- Task brief -
Set down all of the data exactly as it appears.

[Point annotation records]
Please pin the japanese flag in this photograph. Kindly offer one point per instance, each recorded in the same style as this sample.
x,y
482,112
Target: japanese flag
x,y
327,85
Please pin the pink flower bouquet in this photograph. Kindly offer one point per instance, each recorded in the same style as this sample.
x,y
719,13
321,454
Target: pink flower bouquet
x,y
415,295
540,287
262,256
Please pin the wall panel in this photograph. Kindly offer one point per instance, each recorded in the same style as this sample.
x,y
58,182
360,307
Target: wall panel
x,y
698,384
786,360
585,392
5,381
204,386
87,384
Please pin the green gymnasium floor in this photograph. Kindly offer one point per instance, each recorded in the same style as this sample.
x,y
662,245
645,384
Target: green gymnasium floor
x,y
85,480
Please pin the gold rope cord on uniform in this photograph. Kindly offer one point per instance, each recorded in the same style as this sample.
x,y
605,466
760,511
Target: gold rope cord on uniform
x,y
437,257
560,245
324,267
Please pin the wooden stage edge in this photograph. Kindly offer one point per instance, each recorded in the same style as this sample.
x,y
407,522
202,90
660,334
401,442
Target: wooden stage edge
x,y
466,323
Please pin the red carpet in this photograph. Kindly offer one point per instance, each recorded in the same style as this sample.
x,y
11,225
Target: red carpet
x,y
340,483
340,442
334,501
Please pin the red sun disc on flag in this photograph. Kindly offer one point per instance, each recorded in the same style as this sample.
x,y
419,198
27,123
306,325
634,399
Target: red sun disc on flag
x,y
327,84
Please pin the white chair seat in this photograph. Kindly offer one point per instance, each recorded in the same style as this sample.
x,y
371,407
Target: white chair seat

- Reply -
Please pin the japanese flag in this photograph. Kindly offer one point per instance, each recorded in the same style as this sample.
x,y
482,112
Target: japanese flag
x,y
327,85
Please pin the pink flower bouquet in this photograph. Kindly offer one point per instance, each recorded in the same style as this sample.
x,y
719,13
321,454
Target: pink flower bouquet
x,y
415,295
540,287
262,256
Please pin the wall panel in this photograph. Kindly offer one point per instance, each recorded in the same style as this sample.
x,y
58,182
360,307
Target: wall panel
x,y
698,384
786,360
585,392
5,381
204,386
87,384
Please pin the green gymnasium floor in this photograph. Kindly offer one point per instance, each recorded in the same style as this sample.
x,y
662,245
645,384
Target: green gymnasium floor
x,y
85,480
Please pin the gold rope cord on uniform in this photograph. Kindly offer one point per instance, each recorded in the same style as this sample.
x,y
605,466
760,511
Target: gold rope cord on uniform
x,y
437,257
560,245
324,267
Please pin the wooden stage edge in this photograph. Kindly offer one point per instance, each recorded in the same style as this sample.
x,y
407,522
202,90
660,334
401,442
Target: wooden stage edge
x,y
466,323
Please pin the red carpet in this photograph. Kindly offer one point per instance, each recorded in the same style as this sample.
x,y
11,225
Target: red carpet
x,y
340,483
340,442
334,501
Please pin the red sun disc on flag in this photograph. Kindly offer one point per instance, each recorded in the same style as this sample.
x,y
419,198
27,123
306,325
634,399
Target: red sun disc on flag
x,y
327,84
Please pin the white chair seat in this photograph. Kindly offer one point per instance, each recorded in the same style as this sample.
x,y
371,407
Target: white chair seat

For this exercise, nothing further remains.